» **Task**
Print the listing that follows, character for character.

» **Material shown**
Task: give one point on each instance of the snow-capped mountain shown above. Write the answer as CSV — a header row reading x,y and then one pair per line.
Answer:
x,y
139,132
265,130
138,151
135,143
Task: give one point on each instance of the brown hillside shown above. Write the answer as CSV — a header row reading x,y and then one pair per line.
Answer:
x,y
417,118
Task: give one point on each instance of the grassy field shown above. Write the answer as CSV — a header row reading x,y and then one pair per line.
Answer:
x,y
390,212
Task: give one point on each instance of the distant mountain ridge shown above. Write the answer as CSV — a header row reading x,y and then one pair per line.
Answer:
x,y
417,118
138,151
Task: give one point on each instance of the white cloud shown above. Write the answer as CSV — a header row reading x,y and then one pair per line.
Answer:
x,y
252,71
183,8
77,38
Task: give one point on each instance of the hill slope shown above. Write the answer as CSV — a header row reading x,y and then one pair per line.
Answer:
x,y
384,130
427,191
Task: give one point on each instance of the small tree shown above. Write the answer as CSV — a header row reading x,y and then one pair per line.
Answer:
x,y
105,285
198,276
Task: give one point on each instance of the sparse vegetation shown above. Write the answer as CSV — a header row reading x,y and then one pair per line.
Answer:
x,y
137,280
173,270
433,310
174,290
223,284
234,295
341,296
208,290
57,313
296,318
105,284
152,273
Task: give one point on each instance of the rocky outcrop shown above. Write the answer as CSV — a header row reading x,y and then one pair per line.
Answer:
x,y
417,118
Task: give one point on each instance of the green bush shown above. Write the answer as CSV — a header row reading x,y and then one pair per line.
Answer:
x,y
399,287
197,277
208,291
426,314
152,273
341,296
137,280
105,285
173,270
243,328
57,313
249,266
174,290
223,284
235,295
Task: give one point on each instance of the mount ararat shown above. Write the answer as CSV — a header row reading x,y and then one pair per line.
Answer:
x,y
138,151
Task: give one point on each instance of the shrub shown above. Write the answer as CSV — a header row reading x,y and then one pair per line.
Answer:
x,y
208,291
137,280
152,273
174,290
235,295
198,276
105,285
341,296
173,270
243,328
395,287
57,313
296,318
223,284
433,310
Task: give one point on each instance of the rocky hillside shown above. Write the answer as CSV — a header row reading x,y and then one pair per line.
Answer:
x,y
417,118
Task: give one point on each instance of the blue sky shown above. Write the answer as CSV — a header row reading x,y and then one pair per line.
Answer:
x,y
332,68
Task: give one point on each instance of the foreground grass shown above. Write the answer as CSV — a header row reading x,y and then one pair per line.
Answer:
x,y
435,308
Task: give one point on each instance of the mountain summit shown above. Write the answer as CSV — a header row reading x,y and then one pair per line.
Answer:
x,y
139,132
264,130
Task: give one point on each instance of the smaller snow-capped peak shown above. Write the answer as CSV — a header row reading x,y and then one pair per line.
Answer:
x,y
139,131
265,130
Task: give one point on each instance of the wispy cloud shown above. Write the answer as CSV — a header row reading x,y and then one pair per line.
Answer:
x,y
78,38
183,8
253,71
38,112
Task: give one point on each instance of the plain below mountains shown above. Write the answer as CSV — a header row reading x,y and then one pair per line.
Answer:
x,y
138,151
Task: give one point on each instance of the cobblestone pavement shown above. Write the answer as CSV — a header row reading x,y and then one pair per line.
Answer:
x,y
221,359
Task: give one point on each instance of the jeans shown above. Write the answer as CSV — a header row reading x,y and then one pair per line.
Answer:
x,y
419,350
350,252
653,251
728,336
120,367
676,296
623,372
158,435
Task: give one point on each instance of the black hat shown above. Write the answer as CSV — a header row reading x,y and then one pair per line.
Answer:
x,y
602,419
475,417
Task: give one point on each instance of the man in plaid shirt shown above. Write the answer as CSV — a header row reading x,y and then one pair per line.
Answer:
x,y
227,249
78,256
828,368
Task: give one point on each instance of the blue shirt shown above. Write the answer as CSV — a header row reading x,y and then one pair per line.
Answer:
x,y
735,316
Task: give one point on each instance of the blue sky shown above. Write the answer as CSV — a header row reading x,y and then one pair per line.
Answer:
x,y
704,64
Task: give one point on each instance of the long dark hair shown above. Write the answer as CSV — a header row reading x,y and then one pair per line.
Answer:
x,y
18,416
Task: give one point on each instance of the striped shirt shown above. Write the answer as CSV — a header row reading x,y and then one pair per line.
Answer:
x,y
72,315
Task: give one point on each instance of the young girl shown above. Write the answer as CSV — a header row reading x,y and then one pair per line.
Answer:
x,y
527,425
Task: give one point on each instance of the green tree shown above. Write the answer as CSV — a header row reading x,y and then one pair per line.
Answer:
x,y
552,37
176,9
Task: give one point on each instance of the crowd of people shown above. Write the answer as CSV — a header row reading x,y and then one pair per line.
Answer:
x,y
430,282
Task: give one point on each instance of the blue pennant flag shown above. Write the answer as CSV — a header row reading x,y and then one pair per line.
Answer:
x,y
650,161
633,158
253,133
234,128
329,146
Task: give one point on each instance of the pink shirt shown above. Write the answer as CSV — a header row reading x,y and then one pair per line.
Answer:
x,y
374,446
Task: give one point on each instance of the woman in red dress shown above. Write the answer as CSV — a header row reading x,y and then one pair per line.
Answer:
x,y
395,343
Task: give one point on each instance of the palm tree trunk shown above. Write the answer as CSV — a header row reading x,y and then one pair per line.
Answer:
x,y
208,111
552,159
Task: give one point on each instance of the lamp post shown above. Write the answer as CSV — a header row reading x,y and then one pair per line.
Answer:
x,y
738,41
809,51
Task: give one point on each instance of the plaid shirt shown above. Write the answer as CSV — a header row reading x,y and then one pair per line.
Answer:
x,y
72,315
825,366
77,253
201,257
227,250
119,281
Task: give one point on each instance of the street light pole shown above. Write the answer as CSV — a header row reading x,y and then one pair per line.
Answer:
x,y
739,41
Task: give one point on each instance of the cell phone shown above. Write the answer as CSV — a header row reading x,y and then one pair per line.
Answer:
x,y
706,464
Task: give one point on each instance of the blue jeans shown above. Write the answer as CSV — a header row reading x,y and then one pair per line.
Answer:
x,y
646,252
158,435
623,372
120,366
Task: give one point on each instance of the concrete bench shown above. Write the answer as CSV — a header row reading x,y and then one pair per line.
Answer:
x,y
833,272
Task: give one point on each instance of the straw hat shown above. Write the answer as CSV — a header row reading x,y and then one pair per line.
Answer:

» **Reply**
Task: give one point on each instance of the snow-capped mountain shown above. Write the answer as CSV — a header row reading x,y and then one pair per line.
Answer:
x,y
139,132
265,130
138,151
135,143
Task: give one point on each instance of the brown hillside shown above. Write the answer as CSV — a header row reading x,y and then one pair per line.
Answer:
x,y
417,118
Task: give one point on each instance of the grassy field shown above. Write the answer as CSV — a header row reading x,y and then one pair per line.
Answer:
x,y
390,212
Task: give one point on each instance of the distant mountain ridge shown above. Write the answer as CSV — a header row reading x,y and then one pair per line.
Answer:
x,y
417,118
138,151
Task: give one point on each instance of the white cloud shown above. Write the answer as CSV — a header row reading x,y and then one pair per line.
Answer:
x,y
252,71
183,8
77,38
Task: give one point on each instance of the hill slope shown above. Write the answer as CSV — a header row reading x,y and then one pair per line.
Answer:
x,y
384,130
427,191
Task: give one point on each instance of the small tree shown above. Write the answer as CSV — a header row reading x,y and then one pair per line.
Answer:
x,y
105,285
198,276
Task: give one point on each instance of the sparse vegetation shown above. Write the answer as CSV — a header row reading x,y and then one pair per line.
Answer:
x,y
137,280
173,270
433,310
174,290
223,284
234,295
341,296
208,290
57,313
296,318
105,284
152,273
Task: give one point on each instance of the rocky outcrop shown above. Write the answer as CSV — a header row reading x,y and then one pair per line.
Answer:
x,y
417,118
Task: give one point on each instance of the green bush shown above. Write the answer as CSV — a header row reading x,y and then one pair per line.
Answer:
x,y
399,287
197,277
208,291
426,314
152,273
341,296
137,280
105,285
173,270
243,328
57,313
249,266
174,290
223,284
235,295
Task: give one point on each instance of the mount ararat shown above. Write the answer as CSV — a header row reading x,y and then one pair per line.
Answer:
x,y
138,151
Task: give one point on each instance of the shrub shown above. Write the answer as CSV — a header row reading x,y and then one pair per line.
Answer:
x,y
208,291
137,280
152,273
174,290
235,295
198,276
105,285
341,296
173,270
243,328
395,287
57,313
296,318
223,284
433,310
Task: give one point on each instance of the rocky hillside shown above. Write the answer as CSV — a header row reading x,y and then one pair per line.
Answer:
x,y
417,118
Task: give one point on each instance of the blue sky shown above. Write the answer as CSV — a header row reading x,y and then one pair per line.
Answer:
x,y
332,68
Task: give one point on each instance of the foreground grass shown above. Write the answer as CSV — a header row reading x,y and then one pair per line.
Answer:
x,y
435,308
Task: give one point on each instance of the mountain summit shown above. Write the answer as CSV — a header row reading x,y and then one pair per line.
Answer:
x,y
139,132
264,130
Task: give one point on each instance of the smaller snow-capped peak shown above. Write the answer as CSV — a header row reading x,y and then one pair per line.
Answer:
x,y
139,131
265,130
Task: give one point on each instance of the wispy cloud shown above. Write the answer as CSV — a header row reading x,y and then one pair per line.
Answer:
x,y
78,38
183,8
253,71
38,112
Task: give one point on each instance of the plain below mountains shown above. Write the answer as CSV — a header row reading x,y and then one pair per line.
Answer:
x,y
138,151
Task: give one point on each instance of the cobblestone pavement shown above. Write the answer as CSV — a header row reading x,y and then one pair per line.
Answer:
x,y
221,359
Task: give one point on each instance of the jeans shown above. Write the answer as CSV — a header row reading x,y and then one pair per line.
Answer:
x,y
419,350
350,252
653,251
728,336
120,367
676,296
623,372
158,435
Task: give one point on each instance of the black hat shown above. Write the answer as CSV — a header row reading x,y and then one pair per line.
Answer:
x,y
602,419
475,417
Task: give one point on each instance of the man in plaid shirt shown above. Write the answer as CSV — a header row reading x,y and then one pair per line.
Answer:
x,y
227,249
78,256
828,368
Task: give one point on each instance of the blue shirt shown above. Write the answer as CSV — a header row reading x,y and then one pair per line.
Answer:
x,y
735,316
Task: give one point on each instance of the blue sky shown above. Write the answer as CSV — a header row reading x,y and then one pair per line.
Answer:
x,y
704,64
Task: give one point on each instance of the long dark hair shown above. Write the answer as CSV — a header row reading x,y and then one pair per line.
Answer:
x,y
18,416
Task: give one point on each instance of the striped shirt shown above. Write the answer as CSV — a header row reading x,y and then one pair per line.
Answer:
x,y
72,315
Task: give one point on each instance of the young girl shown above. Write the answer as CSV — a header row reading x,y and then one pair per line.
Answer:
x,y
527,425
Task: give one point on each instance of the green tree shown above. Write the answer as CSV — a header row reading x,y and then one pair per line.
Answer:
x,y
552,37
176,9
Task: give one point on each instance of the crowd of people shown above. Write the answer as CSV — a header row reading x,y and then one pair per line.
Answer:
x,y
430,282
Task: give one point on each instance of the blue pennant flag shown above. Write the answer as CSV — a header row reading x,y and then one pair per line.
Answer:
x,y
650,161
633,158
253,133
234,128
329,146
Task: give one point on each instance of the pink shirt shown above. Write the answer as CSV — a header row reading x,y and then one pair per line.
Answer:
x,y
374,446
Task: give one point on each instance of the woman in red dress shown above. Write the answer as CSV — a header row reading x,y and then one pair per line.
Answer:
x,y
395,343
Task: give one point on each instance of the palm tree trunk shown above. Write the answer as CSV — a header row reading x,y and then one pair per line.
Answer:
x,y
208,111
552,159
Task: give one point on each instance of the lamp post shown above. Write the answer as CSV — a header row reading x,y and then one pair per line.
Answer:
x,y
738,41
809,51
Task: give one point on each instance of the plaid shirt shown above. Write the answer as CSV — a header row reading x,y and then one pair per line.
Answer:
x,y
72,315
825,366
77,253
201,257
227,250
119,281
Task: give one point on each instance of the street light pole shown above. Write the answer as CSV — a header row reading x,y and then one pair per line.
Answer:
x,y
739,41
Task: give one point on each instance of the cell phone shown above. Write the answer as CSV — a header row reading x,y and then one pair per line.
Answer:
x,y
706,464
Task: give one point on each instance of the blue jeans shown above. Write the answer as CSV — a header row reading x,y and then one pair per line.
Answer:
x,y
646,252
158,435
623,372
120,366
Task: give one point on each instance of the concrete bench shown above. Write the answer as CSV — a header row reading x,y and then one pair per line.
Answer:
x,y
833,272
Task: give one point on each instance of the straw hat shown above. Write the answer as CSV — a header row reading x,y and then one pair per line.
Answer:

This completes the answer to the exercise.